Leave out the pictures and restate the rest of the data exactly.

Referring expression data
• • • •
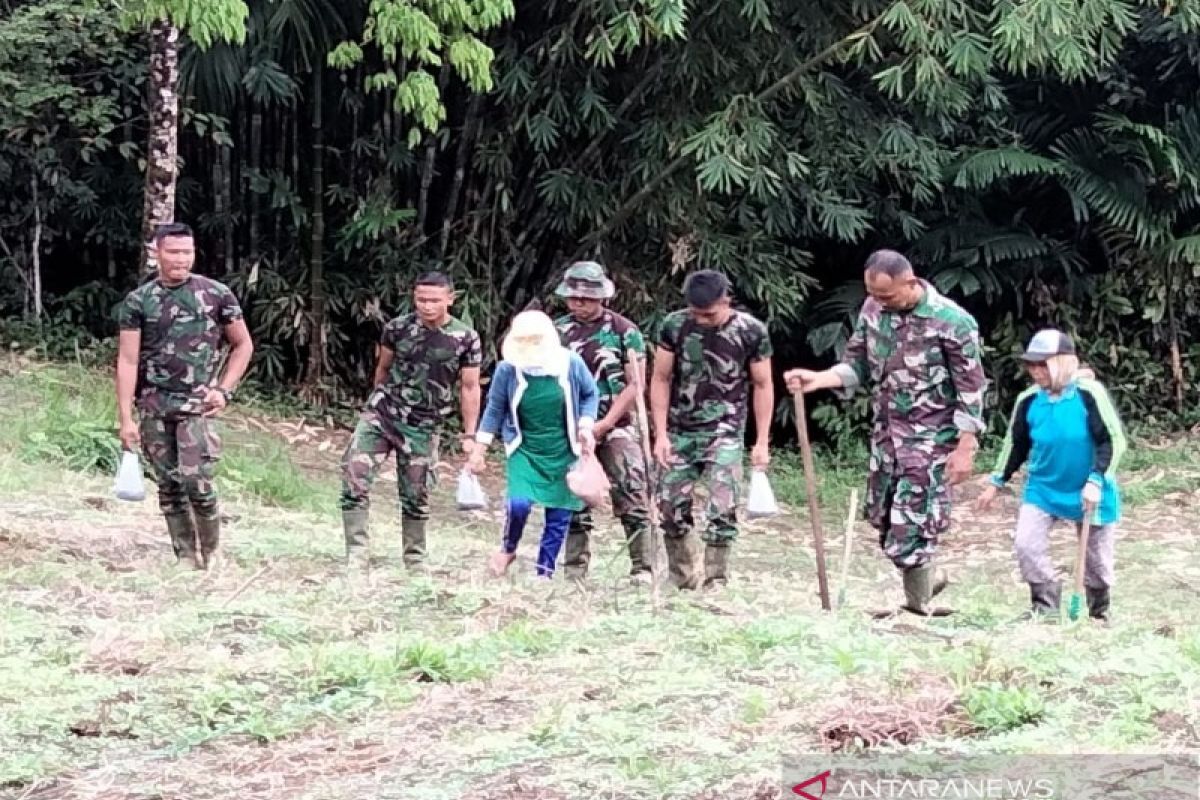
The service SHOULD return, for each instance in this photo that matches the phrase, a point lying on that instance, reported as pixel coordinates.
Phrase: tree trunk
(256, 148)
(35, 253)
(225, 162)
(317, 343)
(162, 152)
(460, 170)
(1174, 332)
• • • •
▸ Problem solution
The service SHOULD return, for each instance in this photo that matches the phrase, a point lying on that instance, reported as pixel coordinates.
Phrase: tree trunk
(256, 148)
(35, 253)
(225, 162)
(317, 343)
(162, 152)
(460, 170)
(1174, 332)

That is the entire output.